**Görev Listesi**
a. Aile dizimi hakkındaki metinde "Özlem Ülkü - Bir" sözleriyle başlayıp "Serap Altekin’e sorduk." sözlerine kadar uzanan bölümü aynen yeniden yazın.
b. Aile dizimi hakkındaki metne göre bu yöntemi ilk uygulayan kişi kimdir?
c. Aile dizimi hakkındaki metni, gösterilen son cümleden sonrasını yazarak sürdürün.

-------- Seçilen Metin --------

Pazar“Kelimelere dökemediklerimiz bedenimizde kayıtlı”

“Kelimelere dökemediklerimiz bedenimizde kayıtlı”

07.08.2022 - 03:00 | Son Güncellenme:

Klinik Psikolog Dr. Serap Altekin, son günlerin popüler konu başlıklarından aile dizimi ile ilgili, “Aile dizimi terapötik araçtır ancak bilimsel kanıtlara dayalı bir yöntem kategorisinde tanımlanamaz” diyor.

“Kelimelere dökemediklerimiz bedenimizde kayıtlı”

Özlem Ülkü - Bir dijital platformda yayınlanan diziyle birlikte daha çok konuşulsa da aile dizimi bir süredir Türkiye’nin dört bir yanında düzenlenen 3-4 günlük eğitim kamplarıyla ya da online buluşmalarla ‘iyileşme’ hayalini kuranların radarında.    Peki aile dizimini bilimsel bir yöntem olarak görmek mümkün mü? Türk Psikologlar Derneği İstanbul Şubesi eski başkanı, Travma ve Hayat Derneği Kurucu Başkanı Klinik Psikolog Dr. Serap Altekin’e sorduk. 

Haberin Devamı

"Aile dizimi yöntemini ilk uygulayan Alman psikoterapist Bert Hellinger, psikopatolojik pek çok dışavurumu büyük ölçüde ailede (gelmiş geçmiş nesilleri ve ataları da kapsayan geniş ailede) yaşanmış ve çözülmemiş meselelerin, tutulmamış yasların, konuşulmamış, yüzleşilememiş, aşılamamış travmatik deneyimlerin sebep olduğunu ileri sürer. Bu zeminde de iyileşme, değişim, dönüşüm ve güçlenmeyi bu köklerin izini sürerek inşa etmeyi hedefler. Bir bilim olarak psikoloji, sorular sorar, test edilebilir, doğrulanabilir-yanlışlanabilir hipotezler kurar ve gözlemlenebilir ölçümler yapar, böylelikle hangi durumda hangi koşullarda, ne beklenebileceğini, ne gözlemlenebileceğini, ne olabileceğini öngörebilir olur. Bu bulgu, bilgi ve çıkarımları insanın ve toplumun yararına uygulamalarda ve tedavide kullanır. Bir yöntemin bilimsel olabilmesi için ne, nasıl, neden, ne zaman gibi sorulara yanıt verebiliyor olmasının ötesinde bulgularının test edilebilir ve sonuçlarının tekrar edilebilir olması gerekir. Dolayısıyla aile dizimi bir terapötik araçtır ancak bilimsel kanıtlara dayalı bir yöntem kategorisinde tanımlanamaz.”

-------- Çıkarılan Satırlar --------

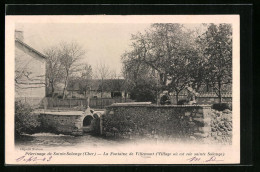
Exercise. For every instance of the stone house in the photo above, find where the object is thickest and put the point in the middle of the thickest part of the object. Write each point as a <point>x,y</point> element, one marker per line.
<point>30,68</point>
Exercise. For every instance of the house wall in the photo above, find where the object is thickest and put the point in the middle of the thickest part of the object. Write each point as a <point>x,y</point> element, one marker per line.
<point>31,89</point>
<point>189,122</point>
<point>62,124</point>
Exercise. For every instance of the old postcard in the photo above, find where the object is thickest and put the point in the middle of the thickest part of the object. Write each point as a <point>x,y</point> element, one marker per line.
<point>122,89</point>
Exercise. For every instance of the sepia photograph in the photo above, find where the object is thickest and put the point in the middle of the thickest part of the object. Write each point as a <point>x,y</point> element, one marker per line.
<point>158,91</point>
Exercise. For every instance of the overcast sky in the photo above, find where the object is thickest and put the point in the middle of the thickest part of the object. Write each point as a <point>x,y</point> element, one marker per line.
<point>102,42</point>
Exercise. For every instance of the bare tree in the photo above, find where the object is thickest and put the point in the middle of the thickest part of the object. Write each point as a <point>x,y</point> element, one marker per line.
<point>24,76</point>
<point>55,70</point>
<point>102,72</point>
<point>70,54</point>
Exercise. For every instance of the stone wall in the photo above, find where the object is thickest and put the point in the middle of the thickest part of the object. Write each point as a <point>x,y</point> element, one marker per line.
<point>152,121</point>
<point>62,124</point>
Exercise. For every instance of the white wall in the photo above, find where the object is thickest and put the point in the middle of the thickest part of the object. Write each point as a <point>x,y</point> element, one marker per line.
<point>30,62</point>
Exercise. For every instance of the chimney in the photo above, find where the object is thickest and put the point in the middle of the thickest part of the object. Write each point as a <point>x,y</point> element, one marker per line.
<point>19,35</point>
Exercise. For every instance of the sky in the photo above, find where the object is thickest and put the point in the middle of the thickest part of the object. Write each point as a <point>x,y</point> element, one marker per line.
<point>103,43</point>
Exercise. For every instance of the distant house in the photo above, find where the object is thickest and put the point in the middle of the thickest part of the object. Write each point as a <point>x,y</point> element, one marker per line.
<point>93,88</point>
<point>30,68</point>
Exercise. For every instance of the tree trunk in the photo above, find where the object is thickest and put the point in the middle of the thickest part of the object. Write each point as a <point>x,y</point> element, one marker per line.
<point>219,92</point>
<point>52,90</point>
<point>101,93</point>
<point>65,87</point>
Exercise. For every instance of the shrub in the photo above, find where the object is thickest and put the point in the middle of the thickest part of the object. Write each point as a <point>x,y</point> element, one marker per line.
<point>143,93</point>
<point>221,106</point>
<point>25,121</point>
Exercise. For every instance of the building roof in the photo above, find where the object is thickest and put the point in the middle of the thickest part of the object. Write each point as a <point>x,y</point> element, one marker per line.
<point>96,84</point>
<point>30,48</point>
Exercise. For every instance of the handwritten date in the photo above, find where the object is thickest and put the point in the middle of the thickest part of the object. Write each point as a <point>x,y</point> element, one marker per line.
<point>33,159</point>
<point>197,159</point>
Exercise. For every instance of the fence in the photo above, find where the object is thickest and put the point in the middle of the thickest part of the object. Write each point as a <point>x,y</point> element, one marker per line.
<point>93,103</point>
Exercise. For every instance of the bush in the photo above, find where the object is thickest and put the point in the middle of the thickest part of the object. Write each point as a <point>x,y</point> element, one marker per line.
<point>143,93</point>
<point>25,121</point>
<point>221,106</point>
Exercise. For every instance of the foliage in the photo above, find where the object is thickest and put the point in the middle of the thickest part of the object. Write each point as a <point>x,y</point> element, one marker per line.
<point>25,121</point>
<point>217,50</point>
<point>221,106</point>
<point>143,93</point>
<point>176,57</point>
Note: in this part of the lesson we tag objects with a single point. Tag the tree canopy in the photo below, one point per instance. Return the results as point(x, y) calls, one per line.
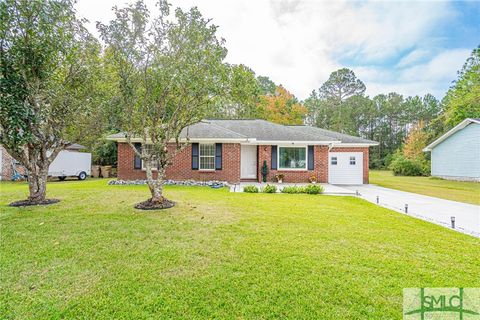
point(48, 76)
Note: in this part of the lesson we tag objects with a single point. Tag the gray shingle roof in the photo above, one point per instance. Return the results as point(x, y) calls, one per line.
point(261, 130)
point(344, 138)
point(266, 131)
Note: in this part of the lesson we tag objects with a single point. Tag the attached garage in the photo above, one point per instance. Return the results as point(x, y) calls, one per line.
point(345, 168)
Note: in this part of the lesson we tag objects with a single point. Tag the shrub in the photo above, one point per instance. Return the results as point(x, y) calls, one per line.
point(402, 166)
point(313, 189)
point(279, 177)
point(292, 189)
point(270, 189)
point(250, 189)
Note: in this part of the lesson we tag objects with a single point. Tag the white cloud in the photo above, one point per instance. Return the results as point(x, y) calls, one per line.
point(299, 43)
point(413, 57)
point(434, 76)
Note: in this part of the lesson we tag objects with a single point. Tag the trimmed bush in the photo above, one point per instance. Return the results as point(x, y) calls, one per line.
point(250, 189)
point(402, 166)
point(270, 189)
point(292, 189)
point(313, 189)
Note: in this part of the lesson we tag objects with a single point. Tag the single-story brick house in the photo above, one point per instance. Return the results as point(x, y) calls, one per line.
point(235, 150)
point(456, 154)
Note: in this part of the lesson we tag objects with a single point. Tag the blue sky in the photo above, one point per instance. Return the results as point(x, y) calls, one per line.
point(410, 47)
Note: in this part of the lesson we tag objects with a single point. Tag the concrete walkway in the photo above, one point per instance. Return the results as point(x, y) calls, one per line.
point(438, 211)
point(329, 189)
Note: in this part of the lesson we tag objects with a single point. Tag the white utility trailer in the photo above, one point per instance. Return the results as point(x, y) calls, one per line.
point(71, 163)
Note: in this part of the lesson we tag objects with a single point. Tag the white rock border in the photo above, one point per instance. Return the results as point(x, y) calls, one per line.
point(213, 183)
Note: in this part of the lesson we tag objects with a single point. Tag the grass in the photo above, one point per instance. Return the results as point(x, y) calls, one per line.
point(462, 191)
point(217, 255)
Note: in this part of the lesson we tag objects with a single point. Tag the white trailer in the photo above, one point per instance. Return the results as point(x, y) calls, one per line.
point(71, 164)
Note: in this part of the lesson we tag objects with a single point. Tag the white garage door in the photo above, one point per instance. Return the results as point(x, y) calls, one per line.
point(345, 168)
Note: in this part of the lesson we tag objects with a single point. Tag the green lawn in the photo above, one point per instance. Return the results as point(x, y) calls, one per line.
point(218, 255)
point(468, 192)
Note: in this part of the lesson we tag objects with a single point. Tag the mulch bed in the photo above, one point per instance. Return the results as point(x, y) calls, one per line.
point(27, 203)
point(149, 205)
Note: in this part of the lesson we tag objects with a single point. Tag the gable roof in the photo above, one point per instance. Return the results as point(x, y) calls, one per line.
point(452, 131)
point(343, 138)
point(260, 131)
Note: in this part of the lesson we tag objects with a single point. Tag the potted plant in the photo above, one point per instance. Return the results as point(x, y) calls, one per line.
point(279, 177)
point(264, 171)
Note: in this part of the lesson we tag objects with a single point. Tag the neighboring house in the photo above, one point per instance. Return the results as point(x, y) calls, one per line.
point(235, 150)
point(456, 154)
point(7, 163)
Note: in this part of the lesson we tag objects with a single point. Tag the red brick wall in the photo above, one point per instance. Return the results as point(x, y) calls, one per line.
point(181, 167)
point(365, 158)
point(297, 176)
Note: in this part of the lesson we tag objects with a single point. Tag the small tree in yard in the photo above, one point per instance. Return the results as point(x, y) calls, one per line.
point(47, 68)
point(170, 70)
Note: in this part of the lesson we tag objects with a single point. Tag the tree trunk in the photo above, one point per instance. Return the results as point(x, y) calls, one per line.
point(155, 185)
point(37, 183)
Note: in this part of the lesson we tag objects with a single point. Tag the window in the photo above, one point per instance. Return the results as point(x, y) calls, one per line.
point(292, 158)
point(148, 148)
point(207, 156)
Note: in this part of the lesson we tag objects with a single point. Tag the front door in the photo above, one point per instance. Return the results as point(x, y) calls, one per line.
point(248, 162)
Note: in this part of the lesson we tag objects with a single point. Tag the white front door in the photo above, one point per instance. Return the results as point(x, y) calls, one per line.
point(248, 162)
point(345, 168)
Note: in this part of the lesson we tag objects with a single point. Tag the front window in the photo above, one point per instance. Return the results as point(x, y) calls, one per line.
point(149, 150)
point(207, 156)
point(292, 157)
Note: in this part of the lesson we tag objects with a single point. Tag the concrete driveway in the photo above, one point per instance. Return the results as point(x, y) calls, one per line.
point(438, 211)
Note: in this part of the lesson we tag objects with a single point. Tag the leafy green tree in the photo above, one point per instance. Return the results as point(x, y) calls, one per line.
point(48, 75)
point(267, 86)
point(282, 108)
point(170, 70)
point(463, 99)
point(341, 85)
point(328, 107)
point(242, 94)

--------

**Alıştırma Yanıtları**
a.
Özlem Ülkü - Bir dijital platformda yayınlanan diziyle birlikte daha çok konuşulsa da aile dizimi bir süredir Türkiye’nin dört bir yanında düzenlenen 3-4 günlük eğitim kamplarıyla ya da online buluşmalarla ‘iyileşme’ hayalini kuranların radarında.    Peki aile dizimini bilimsel bir yöntem olarak görmek mümkün mü? Türk Psikologlar Derneği İstanbul Şubesi eski başkanı, Travma ve Hayat Derneği Kurucu Başkanı Klinik Psikolog Dr. Serap Altekin’e sorduk.

b. Alman psikoterapist Bert Hellinger.

c.
Haberin Devamı

“Kelimelere dökemediklerimiz bedenimizde kayıtlı”

Bir seansla “silmek” mümkün değil 

Tek dokunuşla mucizevi açılımlar, iyileşmeler her ne kadar herkesin hayali olsa da böyle bir şey mümkün değildir diyen Altekin, “Hiçbir yol, yöntem, hiçbir terapi ya da tedavi aracı tek başına ve bir dokunuşta mucize yaratmaz. Bunu vaat etmek bir çeşit dolandırıcılıktır, insanların ihtiyaçların, çaresizliğini, zafiyetlerini kötüye kullanmak ve bundan maddi manevi menfaat etmektir. Bir takım şok diyetlerle 1 haftada 10 kilo vermek nasıl mümkün değilse, bir hafta otu kaynatıp içerek bir tümörü yok etmek ve kanseri iyileştirmek nasıl mümkün değilse, bir seansla, bir oturumla, bir aile dizimi ile de gelmiş geçmiş tüm travmatik deneyimlerin izlerini silmek ve iyileşmek mümkün değildir” ifadesini kullanıyor.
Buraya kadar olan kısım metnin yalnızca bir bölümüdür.